-- begin INPUT FOR THIS TASK --

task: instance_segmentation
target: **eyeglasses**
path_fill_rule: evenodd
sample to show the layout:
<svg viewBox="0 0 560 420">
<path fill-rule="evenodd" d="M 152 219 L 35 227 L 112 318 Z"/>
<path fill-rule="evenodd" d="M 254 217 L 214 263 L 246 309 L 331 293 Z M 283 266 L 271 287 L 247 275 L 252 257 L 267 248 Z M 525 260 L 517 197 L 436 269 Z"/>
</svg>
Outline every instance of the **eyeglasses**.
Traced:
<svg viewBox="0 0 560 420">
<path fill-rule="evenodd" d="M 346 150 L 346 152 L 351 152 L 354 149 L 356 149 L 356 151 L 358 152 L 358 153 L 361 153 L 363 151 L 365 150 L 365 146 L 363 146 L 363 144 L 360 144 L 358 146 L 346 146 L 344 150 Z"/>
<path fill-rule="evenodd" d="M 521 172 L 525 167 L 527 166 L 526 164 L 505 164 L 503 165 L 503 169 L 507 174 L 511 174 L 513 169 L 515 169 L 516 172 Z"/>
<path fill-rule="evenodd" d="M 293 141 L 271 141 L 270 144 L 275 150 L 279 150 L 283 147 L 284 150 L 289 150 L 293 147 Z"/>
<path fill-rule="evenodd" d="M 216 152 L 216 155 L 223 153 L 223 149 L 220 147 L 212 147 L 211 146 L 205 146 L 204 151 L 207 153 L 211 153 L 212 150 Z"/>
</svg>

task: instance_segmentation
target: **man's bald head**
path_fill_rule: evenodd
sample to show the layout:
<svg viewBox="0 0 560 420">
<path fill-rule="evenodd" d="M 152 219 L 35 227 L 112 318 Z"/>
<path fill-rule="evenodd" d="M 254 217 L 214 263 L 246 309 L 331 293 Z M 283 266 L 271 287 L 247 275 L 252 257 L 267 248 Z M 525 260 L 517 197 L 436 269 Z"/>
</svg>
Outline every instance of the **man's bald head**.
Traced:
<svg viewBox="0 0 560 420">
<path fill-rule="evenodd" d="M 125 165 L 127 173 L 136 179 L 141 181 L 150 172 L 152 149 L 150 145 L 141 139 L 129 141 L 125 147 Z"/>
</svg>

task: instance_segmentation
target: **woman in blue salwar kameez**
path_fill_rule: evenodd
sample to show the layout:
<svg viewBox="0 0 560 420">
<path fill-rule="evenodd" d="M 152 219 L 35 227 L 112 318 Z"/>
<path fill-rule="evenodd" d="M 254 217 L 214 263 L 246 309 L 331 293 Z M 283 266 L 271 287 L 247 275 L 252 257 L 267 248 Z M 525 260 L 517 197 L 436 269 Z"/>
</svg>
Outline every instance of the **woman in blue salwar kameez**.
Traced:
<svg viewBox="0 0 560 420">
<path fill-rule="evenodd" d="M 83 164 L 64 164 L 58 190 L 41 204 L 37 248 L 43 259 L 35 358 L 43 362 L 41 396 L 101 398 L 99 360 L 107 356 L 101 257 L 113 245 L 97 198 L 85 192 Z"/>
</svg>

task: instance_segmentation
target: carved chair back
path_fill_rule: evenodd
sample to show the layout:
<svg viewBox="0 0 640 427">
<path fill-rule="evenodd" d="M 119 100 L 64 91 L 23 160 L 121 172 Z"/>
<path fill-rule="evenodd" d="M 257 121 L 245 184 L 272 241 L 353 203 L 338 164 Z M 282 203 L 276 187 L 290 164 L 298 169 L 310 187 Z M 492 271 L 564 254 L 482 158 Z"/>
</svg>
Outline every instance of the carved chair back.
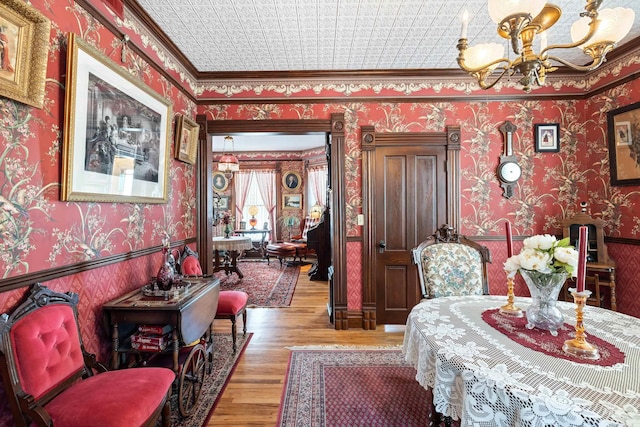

-- end INPUT FOR THIS TASK --

# PROBLEM TO SOLVE
Rewrite the rows from the very first line through the line containing "346 150 L 346", requests included. Offset every number in the traced SVG answers, the viewBox values and the path coordinates alike, by adding 38, and leave the layout samples and all other lines unchanged.

# TASK RESPONSE
task: instance_segmentation
target: **eyeglasses**
path_fill_rule: evenodd
sample to show the layout:
<svg viewBox="0 0 560 420">
<path fill-rule="evenodd" d="M 152 219 L 35 227 L 112 318 Z"/>
<path fill-rule="evenodd" d="M 254 217 L 214 263 L 246 309 L 331 293 Z M 283 266 L 271 287 L 247 275 L 252 257 L 267 248 Z M 525 260 L 517 197 L 436 269 Z"/>
</svg>
Outline every instance of the **eyeglasses**.
Traced:
<svg viewBox="38 38 598 458">
<path fill-rule="evenodd" d="M 384 188 L 384 190 L 389 190 L 392 187 L 394 187 L 394 189 L 396 190 L 396 191 L 399 191 L 401 189 L 403 188 L 403 184 L 401 184 L 401 182 L 398 182 L 396 184 L 384 184 L 382 188 Z"/>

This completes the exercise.